◆ PROBLEM REQUIREMENTS ◆
This task requires every entry to be set down again exactly.
BEGIN TASK MATERIAL
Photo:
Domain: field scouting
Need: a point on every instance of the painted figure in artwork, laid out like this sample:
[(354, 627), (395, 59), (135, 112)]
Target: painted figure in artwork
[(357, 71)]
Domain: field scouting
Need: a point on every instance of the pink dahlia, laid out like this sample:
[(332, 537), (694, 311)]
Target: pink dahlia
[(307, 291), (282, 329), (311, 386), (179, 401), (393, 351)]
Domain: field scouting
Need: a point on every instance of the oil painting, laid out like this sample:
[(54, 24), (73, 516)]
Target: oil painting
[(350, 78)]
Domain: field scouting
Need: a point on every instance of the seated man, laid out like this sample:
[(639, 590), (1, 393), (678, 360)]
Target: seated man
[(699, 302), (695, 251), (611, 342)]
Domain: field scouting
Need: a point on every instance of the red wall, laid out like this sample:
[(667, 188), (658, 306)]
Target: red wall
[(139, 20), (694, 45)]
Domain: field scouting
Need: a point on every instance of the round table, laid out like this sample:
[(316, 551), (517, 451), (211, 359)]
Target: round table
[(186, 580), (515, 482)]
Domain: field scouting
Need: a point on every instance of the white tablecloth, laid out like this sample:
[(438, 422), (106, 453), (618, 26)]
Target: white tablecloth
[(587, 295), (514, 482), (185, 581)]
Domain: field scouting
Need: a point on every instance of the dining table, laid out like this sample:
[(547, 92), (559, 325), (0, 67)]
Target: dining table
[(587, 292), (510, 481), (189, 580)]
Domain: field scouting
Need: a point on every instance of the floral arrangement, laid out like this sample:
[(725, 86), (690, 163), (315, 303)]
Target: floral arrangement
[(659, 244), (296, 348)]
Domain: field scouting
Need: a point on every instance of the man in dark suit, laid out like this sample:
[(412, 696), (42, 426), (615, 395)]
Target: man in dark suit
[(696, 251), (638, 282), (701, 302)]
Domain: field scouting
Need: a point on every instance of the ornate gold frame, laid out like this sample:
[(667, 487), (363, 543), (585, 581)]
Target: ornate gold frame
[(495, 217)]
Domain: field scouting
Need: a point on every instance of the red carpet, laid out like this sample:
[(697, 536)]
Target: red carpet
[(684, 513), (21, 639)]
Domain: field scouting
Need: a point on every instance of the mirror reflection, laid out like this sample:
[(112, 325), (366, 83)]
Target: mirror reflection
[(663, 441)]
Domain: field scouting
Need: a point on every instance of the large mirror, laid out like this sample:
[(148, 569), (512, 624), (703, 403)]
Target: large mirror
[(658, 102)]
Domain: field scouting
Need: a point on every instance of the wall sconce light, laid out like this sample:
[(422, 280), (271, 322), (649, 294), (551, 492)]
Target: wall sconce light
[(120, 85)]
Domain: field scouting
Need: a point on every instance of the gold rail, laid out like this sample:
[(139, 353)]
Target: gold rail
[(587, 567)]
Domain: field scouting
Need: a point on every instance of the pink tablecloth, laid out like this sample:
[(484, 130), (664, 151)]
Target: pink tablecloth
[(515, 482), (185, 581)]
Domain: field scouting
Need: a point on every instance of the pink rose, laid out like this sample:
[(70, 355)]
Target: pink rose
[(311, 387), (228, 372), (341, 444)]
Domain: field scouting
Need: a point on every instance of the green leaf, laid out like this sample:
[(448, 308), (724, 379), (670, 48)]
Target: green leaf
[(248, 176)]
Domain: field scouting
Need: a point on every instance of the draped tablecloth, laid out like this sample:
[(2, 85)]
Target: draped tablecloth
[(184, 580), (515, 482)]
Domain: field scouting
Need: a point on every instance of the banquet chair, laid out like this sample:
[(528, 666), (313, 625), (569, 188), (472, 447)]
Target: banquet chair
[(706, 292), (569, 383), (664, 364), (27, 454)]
END TASK MATERIAL
◆ WRITTEN REPLY ◆
Photo:
Domain: field scouting
Need: a point on every instance of the painted figure in artwork, laid out like this sample:
[(354, 627), (395, 59), (135, 112)]
Target: painted figure in artwork
[(357, 71)]
Domain: field scouting
Need: a point on every instance of the pink dahlia, laid out like this sample:
[(332, 537), (694, 311)]
Target: pink dahlia
[(307, 291), (282, 329), (311, 386), (179, 401), (393, 351)]
Domain: field scouting
Need: a point on every instance of the oil painting, laid out like this sample:
[(54, 24), (73, 516)]
Target: oil painting
[(350, 78)]
Domain: field scouting
Need: a point on every instance of the seated man, laid out like this sample:
[(639, 590), (1, 393), (678, 360)]
Target: seated man
[(699, 302), (695, 251), (611, 342)]
Domain: field scouting
Need: a point on every instance of the red wall, laid out like this sample:
[(667, 188), (658, 306)]
Target: red wall
[(139, 20), (694, 45)]
Domain: field scouting
Need: a point on every instance of the round table, laid out like this sample:
[(316, 551), (517, 451), (211, 359)]
Target: round table
[(186, 580), (515, 482)]
Domain: field scouting
Need: a point on every instance of the white tablecloth, laid out like this sample:
[(438, 422), (106, 453), (618, 26)]
Target: white tablecloth
[(587, 295), (514, 482), (185, 581)]
Domain: field scouting
Need: a point on every instance of the dining table, laid out like this sample:
[(547, 92), (559, 325), (0, 67)]
Target: dining table
[(587, 292), (510, 481), (189, 580)]
Domain: field scouting
Need: a point on every instance of the floral arrangement, laid out like this sample:
[(725, 86), (690, 163), (315, 303)]
Target: floral arrangement
[(659, 244), (296, 348)]
Domain: field scouting
Need: a point on every instance of the man in dark suit, laid out like this sample:
[(412, 696), (42, 426), (615, 395)]
Target: man in dark suit
[(696, 251), (638, 282), (701, 302)]
Domain: field scouting
Need: a point on every instance of the ornate gold frame, laid out like this sample:
[(667, 487), (363, 543), (585, 581)]
Target: ornate gold frame
[(495, 217)]
Domain: field scouting
Need: a point on every instance of the red carpet, laid out like this sample:
[(697, 536)]
Target: red carpet
[(684, 513), (21, 639)]
Domain: field scouting
Need: a point on every instance of the mirror reflection, laid out like this sample:
[(112, 325), (366, 83)]
Target: mirror reflection
[(663, 441)]
Domain: field scouting
Need: a point on every instance of the large mirror, laid out like this sample:
[(148, 569), (512, 624), (703, 403)]
Target: large mirror
[(658, 102)]
Domain: field scouting
Need: a point on every instance of the wall sconce light, laid out like this sample:
[(422, 280), (271, 322), (649, 294), (551, 492)]
Target: wall sconce light
[(120, 85)]
Domain: field scouting
Need: a point on every instance of the gold rail, laid out like this sample:
[(139, 353)]
Target: gold rail
[(587, 567)]
Domain: field scouting
Need: a point on every instance of the pink tablecloth, laid out like this sample:
[(484, 130), (664, 151)]
Target: pink tablecloth
[(515, 482), (185, 581)]
Domain: field scouting
Need: a point on every instance of the pink rose, laid out like this sample:
[(70, 355)]
Target: pink rose
[(311, 387), (228, 372), (341, 444)]
Domain: field scouting
Need: a point on every instance of the green leaf, laid out like this sample:
[(448, 308), (724, 379), (670, 48)]
Target: green leaf
[(248, 176)]
Domain: field scouting
Need: a point on every instance of the draped tablecloth, laid out like this sample:
[(2, 85)]
Target: draped tablecloth
[(184, 580), (515, 482)]
Domain: field scouting
Need: a point on every instance of the banquet chair, laid out like this sample:
[(528, 666), (313, 625), (569, 188), (472, 447)]
Target: banquet chair
[(706, 292), (569, 383), (664, 364), (27, 454)]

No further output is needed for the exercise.